**Short task 1:** Could you return the selected excerpt starting at "As someone who" and ending at "been very pretty.....)"?

**Selected excerpt:**
═══

A very erudite, intelligent and articulate idiot, but an idiot none the less....
As someone who can no longer stand being stuck in a steel box for two weeks at a time, deprived of everything that I love, how could you possibly be so stupid as to find yourself locked up in that shithole again..... At least I could throw a sicky and get flown back to the beach.
Now I really want to meet you, if only to slap some sense into you, because I know that there is a very clever person inside there somewhere........ Deeply inside....
I'm hoping that the story of your most recent arrest is purely just good story telling, because, I just sat reading that shaking my head, and thinking, "why am I still communicating with this waste of a good skin?"
BTW.... The "Pigs - Bacon - Filth - " are only doing a job. Neither you nor I would do it for the same money... (And trust me, my run ins with Scotland's finest doughnut munchers have not been very pretty.....)
And like yourself, I deserved everything I got.

═══

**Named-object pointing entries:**
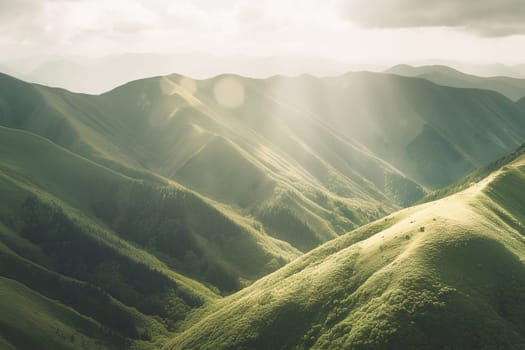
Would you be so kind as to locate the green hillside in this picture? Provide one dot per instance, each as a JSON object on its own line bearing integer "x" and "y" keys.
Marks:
{"x": 309, "y": 155}
{"x": 108, "y": 246}
{"x": 448, "y": 274}
{"x": 512, "y": 88}
{"x": 148, "y": 215}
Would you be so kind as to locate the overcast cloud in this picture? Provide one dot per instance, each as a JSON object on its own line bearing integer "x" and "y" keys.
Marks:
{"x": 485, "y": 17}
{"x": 365, "y": 31}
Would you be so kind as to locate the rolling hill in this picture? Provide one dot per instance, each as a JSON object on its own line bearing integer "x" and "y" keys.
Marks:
{"x": 513, "y": 88}
{"x": 445, "y": 274}
{"x": 122, "y": 257}
{"x": 126, "y": 217}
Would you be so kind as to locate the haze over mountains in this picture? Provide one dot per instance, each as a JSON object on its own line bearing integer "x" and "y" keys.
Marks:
{"x": 97, "y": 75}
{"x": 126, "y": 217}
{"x": 513, "y": 88}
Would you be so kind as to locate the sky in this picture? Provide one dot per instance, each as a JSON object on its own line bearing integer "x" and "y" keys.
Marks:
{"x": 359, "y": 31}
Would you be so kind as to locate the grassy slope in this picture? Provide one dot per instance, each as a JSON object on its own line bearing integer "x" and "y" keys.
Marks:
{"x": 155, "y": 125}
{"x": 433, "y": 134}
{"x": 445, "y": 274}
{"x": 299, "y": 155}
{"x": 512, "y": 88}
{"x": 97, "y": 242}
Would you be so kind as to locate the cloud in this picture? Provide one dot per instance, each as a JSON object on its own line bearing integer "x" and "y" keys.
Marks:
{"x": 491, "y": 18}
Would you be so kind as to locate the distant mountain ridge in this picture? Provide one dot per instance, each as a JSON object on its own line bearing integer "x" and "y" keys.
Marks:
{"x": 513, "y": 88}
{"x": 159, "y": 197}
{"x": 449, "y": 273}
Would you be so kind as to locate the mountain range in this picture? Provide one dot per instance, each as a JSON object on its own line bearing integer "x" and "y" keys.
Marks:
{"x": 149, "y": 215}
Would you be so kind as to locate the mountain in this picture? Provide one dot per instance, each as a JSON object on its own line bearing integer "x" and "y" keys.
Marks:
{"x": 445, "y": 274}
{"x": 309, "y": 155}
{"x": 513, "y": 88}
{"x": 101, "y": 74}
{"x": 126, "y": 216}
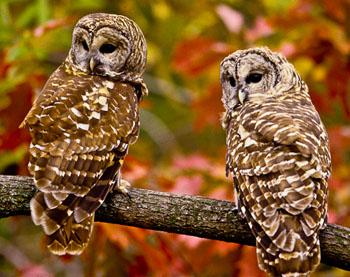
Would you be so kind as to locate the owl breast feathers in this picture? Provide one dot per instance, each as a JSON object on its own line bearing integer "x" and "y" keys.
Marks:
{"x": 81, "y": 126}
{"x": 278, "y": 154}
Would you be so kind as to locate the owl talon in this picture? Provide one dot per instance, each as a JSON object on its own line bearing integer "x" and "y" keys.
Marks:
{"x": 123, "y": 187}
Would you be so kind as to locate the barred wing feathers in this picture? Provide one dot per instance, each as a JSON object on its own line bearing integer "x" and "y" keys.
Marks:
{"x": 278, "y": 153}
{"x": 81, "y": 129}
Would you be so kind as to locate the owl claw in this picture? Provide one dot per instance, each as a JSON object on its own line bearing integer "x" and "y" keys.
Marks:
{"x": 123, "y": 187}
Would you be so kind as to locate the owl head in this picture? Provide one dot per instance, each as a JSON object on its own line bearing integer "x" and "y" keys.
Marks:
{"x": 108, "y": 45}
{"x": 254, "y": 75}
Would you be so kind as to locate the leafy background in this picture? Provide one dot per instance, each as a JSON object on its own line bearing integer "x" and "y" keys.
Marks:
{"x": 181, "y": 147}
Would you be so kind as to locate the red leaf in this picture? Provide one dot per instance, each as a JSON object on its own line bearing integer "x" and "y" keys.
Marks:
{"x": 196, "y": 55}
{"x": 209, "y": 108}
{"x": 262, "y": 28}
{"x": 232, "y": 19}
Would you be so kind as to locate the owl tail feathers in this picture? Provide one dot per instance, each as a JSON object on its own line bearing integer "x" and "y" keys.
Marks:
{"x": 64, "y": 234}
{"x": 71, "y": 238}
{"x": 294, "y": 264}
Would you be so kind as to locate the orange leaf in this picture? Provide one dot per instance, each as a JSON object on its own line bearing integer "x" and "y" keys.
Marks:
{"x": 196, "y": 55}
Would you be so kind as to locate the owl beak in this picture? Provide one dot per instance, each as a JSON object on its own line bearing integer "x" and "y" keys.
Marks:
{"x": 242, "y": 95}
{"x": 92, "y": 64}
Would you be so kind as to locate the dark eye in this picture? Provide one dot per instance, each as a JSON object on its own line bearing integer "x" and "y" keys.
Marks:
{"x": 85, "y": 46}
{"x": 107, "y": 48}
{"x": 253, "y": 78}
{"x": 232, "y": 81}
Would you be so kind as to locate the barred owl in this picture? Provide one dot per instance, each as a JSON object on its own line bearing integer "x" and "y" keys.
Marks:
{"x": 81, "y": 126}
{"x": 278, "y": 154}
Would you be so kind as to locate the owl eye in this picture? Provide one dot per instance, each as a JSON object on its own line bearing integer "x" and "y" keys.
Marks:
{"x": 107, "y": 48}
{"x": 85, "y": 46}
{"x": 253, "y": 78}
{"x": 232, "y": 81}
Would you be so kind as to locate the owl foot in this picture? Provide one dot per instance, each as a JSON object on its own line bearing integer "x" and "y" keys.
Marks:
{"x": 123, "y": 187}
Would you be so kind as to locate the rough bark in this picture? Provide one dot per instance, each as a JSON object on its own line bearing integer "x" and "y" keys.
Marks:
{"x": 189, "y": 215}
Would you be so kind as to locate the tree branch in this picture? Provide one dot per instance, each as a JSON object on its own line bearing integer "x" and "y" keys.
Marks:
{"x": 189, "y": 215}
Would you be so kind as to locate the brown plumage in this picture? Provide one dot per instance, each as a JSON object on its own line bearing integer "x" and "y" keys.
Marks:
{"x": 278, "y": 154}
{"x": 81, "y": 126}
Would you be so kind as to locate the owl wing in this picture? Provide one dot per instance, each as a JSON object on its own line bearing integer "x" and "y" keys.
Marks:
{"x": 80, "y": 129}
{"x": 281, "y": 165}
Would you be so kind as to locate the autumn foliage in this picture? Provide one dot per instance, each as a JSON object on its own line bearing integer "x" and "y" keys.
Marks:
{"x": 181, "y": 148}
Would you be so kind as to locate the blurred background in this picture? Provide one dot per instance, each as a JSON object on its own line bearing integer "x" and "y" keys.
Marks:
{"x": 181, "y": 147}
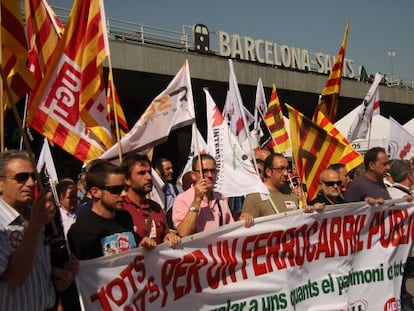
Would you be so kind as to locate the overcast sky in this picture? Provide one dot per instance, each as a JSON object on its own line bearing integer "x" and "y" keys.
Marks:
{"x": 318, "y": 26}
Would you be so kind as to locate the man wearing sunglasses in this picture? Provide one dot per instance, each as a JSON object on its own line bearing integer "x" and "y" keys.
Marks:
{"x": 370, "y": 186}
{"x": 200, "y": 208}
{"x": 26, "y": 274}
{"x": 106, "y": 228}
{"x": 276, "y": 171}
{"x": 281, "y": 199}
{"x": 148, "y": 217}
{"x": 330, "y": 192}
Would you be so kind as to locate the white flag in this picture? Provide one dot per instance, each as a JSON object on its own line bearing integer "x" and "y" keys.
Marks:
{"x": 401, "y": 143}
{"x": 234, "y": 108}
{"x": 172, "y": 109}
{"x": 45, "y": 159}
{"x": 236, "y": 175}
{"x": 362, "y": 122}
{"x": 198, "y": 146}
{"x": 157, "y": 194}
{"x": 260, "y": 110}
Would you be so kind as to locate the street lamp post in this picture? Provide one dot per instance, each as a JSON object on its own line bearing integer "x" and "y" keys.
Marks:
{"x": 391, "y": 54}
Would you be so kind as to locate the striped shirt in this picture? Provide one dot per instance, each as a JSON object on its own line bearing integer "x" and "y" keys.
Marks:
{"x": 36, "y": 292}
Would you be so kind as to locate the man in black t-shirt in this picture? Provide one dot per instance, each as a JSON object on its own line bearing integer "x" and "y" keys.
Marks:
{"x": 106, "y": 228}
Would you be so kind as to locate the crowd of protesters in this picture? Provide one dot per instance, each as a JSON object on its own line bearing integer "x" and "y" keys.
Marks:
{"x": 110, "y": 203}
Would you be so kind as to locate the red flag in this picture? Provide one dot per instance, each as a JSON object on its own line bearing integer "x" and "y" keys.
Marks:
{"x": 350, "y": 157}
{"x": 14, "y": 52}
{"x": 328, "y": 102}
{"x": 44, "y": 30}
{"x": 313, "y": 149}
{"x": 111, "y": 100}
{"x": 69, "y": 107}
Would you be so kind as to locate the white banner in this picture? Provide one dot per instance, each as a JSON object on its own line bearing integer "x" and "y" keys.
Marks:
{"x": 349, "y": 257}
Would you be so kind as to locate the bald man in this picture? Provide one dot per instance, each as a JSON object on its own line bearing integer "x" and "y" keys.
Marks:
{"x": 330, "y": 192}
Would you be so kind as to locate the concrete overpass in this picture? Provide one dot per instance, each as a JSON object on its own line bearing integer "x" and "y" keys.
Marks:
{"x": 142, "y": 71}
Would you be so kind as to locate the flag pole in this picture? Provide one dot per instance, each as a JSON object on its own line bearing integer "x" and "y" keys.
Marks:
{"x": 25, "y": 139}
{"x": 3, "y": 106}
{"x": 118, "y": 138}
{"x": 108, "y": 53}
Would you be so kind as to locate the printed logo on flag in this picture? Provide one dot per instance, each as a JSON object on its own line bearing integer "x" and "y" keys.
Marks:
{"x": 61, "y": 99}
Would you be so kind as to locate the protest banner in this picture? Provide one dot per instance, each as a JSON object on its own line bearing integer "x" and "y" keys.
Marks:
{"x": 348, "y": 257}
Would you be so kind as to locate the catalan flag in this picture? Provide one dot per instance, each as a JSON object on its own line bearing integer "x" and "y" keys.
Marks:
{"x": 350, "y": 157}
{"x": 328, "y": 101}
{"x": 69, "y": 107}
{"x": 14, "y": 53}
{"x": 112, "y": 100}
{"x": 44, "y": 30}
{"x": 276, "y": 124}
{"x": 313, "y": 149}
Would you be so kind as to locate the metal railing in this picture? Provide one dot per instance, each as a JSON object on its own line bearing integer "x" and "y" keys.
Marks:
{"x": 136, "y": 33}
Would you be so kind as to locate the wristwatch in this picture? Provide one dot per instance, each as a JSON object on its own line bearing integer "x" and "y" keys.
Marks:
{"x": 194, "y": 209}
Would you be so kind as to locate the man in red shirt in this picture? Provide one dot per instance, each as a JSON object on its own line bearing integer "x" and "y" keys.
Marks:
{"x": 147, "y": 215}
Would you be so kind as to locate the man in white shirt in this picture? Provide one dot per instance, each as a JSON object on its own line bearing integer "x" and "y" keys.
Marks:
{"x": 25, "y": 269}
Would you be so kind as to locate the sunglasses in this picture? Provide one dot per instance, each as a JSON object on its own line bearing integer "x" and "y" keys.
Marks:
{"x": 117, "y": 189}
{"x": 22, "y": 177}
{"x": 332, "y": 183}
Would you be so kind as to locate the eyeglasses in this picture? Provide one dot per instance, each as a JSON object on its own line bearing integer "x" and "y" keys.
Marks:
{"x": 332, "y": 183}
{"x": 117, "y": 189}
{"x": 208, "y": 170}
{"x": 22, "y": 177}
{"x": 281, "y": 169}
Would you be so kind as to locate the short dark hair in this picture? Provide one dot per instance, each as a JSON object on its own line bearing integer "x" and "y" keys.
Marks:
{"x": 336, "y": 166}
{"x": 268, "y": 163}
{"x": 9, "y": 155}
{"x": 203, "y": 156}
{"x": 98, "y": 172}
{"x": 400, "y": 169}
{"x": 157, "y": 164}
{"x": 62, "y": 187}
{"x": 372, "y": 155}
{"x": 130, "y": 160}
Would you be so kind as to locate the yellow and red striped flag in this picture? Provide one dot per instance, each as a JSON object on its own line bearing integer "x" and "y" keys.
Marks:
{"x": 313, "y": 149}
{"x": 350, "y": 157}
{"x": 69, "y": 107}
{"x": 111, "y": 100}
{"x": 44, "y": 30}
{"x": 14, "y": 53}
{"x": 328, "y": 101}
{"x": 275, "y": 122}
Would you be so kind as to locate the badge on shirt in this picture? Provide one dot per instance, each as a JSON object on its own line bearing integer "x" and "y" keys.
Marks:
{"x": 290, "y": 205}
{"x": 117, "y": 243}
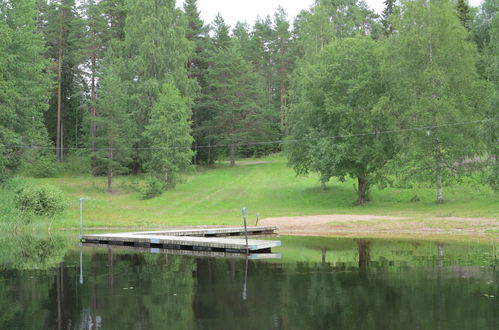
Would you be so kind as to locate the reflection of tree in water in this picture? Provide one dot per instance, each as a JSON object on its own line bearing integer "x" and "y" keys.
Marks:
{"x": 30, "y": 252}
{"x": 27, "y": 271}
{"x": 123, "y": 290}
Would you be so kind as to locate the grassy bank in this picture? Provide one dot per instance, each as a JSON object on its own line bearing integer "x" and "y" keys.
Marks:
{"x": 215, "y": 197}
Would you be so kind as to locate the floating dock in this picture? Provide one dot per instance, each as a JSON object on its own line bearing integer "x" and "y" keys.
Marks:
{"x": 222, "y": 240}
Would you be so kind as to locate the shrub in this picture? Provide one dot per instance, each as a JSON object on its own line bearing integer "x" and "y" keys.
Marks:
{"x": 40, "y": 200}
{"x": 38, "y": 165}
{"x": 153, "y": 187}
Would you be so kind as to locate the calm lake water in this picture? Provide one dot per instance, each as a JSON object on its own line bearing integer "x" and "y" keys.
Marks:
{"x": 318, "y": 283}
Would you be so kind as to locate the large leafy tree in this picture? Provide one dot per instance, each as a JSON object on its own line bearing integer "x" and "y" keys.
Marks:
{"x": 168, "y": 134}
{"x": 434, "y": 80}
{"x": 342, "y": 98}
{"x": 488, "y": 33}
{"x": 23, "y": 84}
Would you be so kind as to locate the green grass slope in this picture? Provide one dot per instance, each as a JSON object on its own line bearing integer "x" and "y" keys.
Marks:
{"x": 215, "y": 197}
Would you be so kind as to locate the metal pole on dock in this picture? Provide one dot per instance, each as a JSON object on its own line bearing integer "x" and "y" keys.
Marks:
{"x": 81, "y": 217}
{"x": 245, "y": 230}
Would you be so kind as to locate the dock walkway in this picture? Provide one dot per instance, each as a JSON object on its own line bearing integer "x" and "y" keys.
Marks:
{"x": 206, "y": 239}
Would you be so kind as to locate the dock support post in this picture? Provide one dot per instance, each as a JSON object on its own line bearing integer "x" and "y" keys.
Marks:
{"x": 245, "y": 230}
{"x": 81, "y": 217}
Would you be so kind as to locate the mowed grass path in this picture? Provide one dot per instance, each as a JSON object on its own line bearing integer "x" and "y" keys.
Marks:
{"x": 216, "y": 196}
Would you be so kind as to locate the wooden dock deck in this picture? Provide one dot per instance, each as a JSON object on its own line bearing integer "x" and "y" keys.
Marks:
{"x": 241, "y": 255}
{"x": 206, "y": 239}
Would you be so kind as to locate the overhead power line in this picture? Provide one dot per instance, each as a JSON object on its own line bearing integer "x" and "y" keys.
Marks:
{"x": 283, "y": 141}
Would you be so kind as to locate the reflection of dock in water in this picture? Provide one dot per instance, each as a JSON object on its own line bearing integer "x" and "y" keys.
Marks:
{"x": 243, "y": 255}
{"x": 207, "y": 241}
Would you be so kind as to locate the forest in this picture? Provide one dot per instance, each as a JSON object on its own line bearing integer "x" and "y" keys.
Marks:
{"x": 144, "y": 87}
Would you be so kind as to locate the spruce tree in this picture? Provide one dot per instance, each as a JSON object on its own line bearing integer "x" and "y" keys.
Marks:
{"x": 168, "y": 134}
{"x": 24, "y": 87}
{"x": 234, "y": 96}
{"x": 114, "y": 135}
{"x": 63, "y": 31}
{"x": 156, "y": 51}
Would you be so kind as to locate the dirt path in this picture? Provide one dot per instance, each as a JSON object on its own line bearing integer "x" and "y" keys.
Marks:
{"x": 350, "y": 224}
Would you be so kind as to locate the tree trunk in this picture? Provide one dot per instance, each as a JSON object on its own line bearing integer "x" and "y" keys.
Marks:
{"x": 440, "y": 190}
{"x": 232, "y": 155}
{"x": 363, "y": 254}
{"x": 362, "y": 190}
{"x": 59, "y": 106}
{"x": 283, "y": 89}
{"x": 61, "y": 144}
{"x": 93, "y": 98}
{"x": 110, "y": 170}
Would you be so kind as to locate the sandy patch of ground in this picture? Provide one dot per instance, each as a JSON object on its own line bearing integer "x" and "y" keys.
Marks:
{"x": 350, "y": 224}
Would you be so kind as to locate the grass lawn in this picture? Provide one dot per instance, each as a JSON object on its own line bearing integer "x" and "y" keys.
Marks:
{"x": 216, "y": 196}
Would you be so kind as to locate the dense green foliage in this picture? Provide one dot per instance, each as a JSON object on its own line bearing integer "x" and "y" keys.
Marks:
{"x": 143, "y": 86}
{"x": 40, "y": 200}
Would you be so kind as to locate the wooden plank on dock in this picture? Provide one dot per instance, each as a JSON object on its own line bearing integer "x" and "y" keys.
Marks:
{"x": 209, "y": 232}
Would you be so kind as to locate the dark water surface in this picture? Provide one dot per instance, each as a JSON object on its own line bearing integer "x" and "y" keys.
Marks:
{"x": 319, "y": 283}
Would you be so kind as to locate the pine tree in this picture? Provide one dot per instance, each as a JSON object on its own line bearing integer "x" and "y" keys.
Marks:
{"x": 464, "y": 14}
{"x": 234, "y": 96}
{"x": 62, "y": 29}
{"x": 197, "y": 33}
{"x": 114, "y": 134}
{"x": 156, "y": 51}
{"x": 168, "y": 133}
{"x": 387, "y": 12}
{"x": 98, "y": 37}
{"x": 23, "y": 86}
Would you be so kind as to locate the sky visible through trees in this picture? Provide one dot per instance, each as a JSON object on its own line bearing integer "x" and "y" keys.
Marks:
{"x": 405, "y": 94}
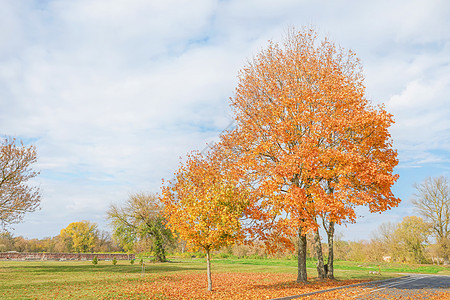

═══

**Short task 2:** Which lines of the listing contain the string "wooden"? Return each of them in full, treating uppercase and lowercase as different.

**Worked solution 1:**
As someone who can no longer stand being stuck in a steel box for two weeks at a time, deprived of everything that I love, how could you possibly be so stupid as to find yourself locked up in that shithole again..... At least I could throw a sicky and get flown back to the beach.
Now I really want to meet you, if only to slap some sense into you, because I know that there is a very clever person inside there somewhere........ Deeply inside....
I'm hoping that the story of your most recent arrest is purely just good story telling, because, I just sat reading that shaking my head, and thinking, "why am I still communicating with this waste of a good skin?"
BTW.... The "Pigs - Bacon - Filth - " are only doing a job. Neither you nor I would do it for the same money... (And trust me, my run ins with Scotland's finest doughnut munchers have not been very pretty.....)

**Worked solution 2:**
Would you be so kind as to locate the wooden dock deck in this picture? Provide one dot per instance, each as a JSON object on its own line bearing integer "x" and "y" keys.
Would you be so kind as to locate the wooden plank on dock in this picture? Provide one dot per instance, each as a JSON object on its own line bearing integer "x" and "y" keys.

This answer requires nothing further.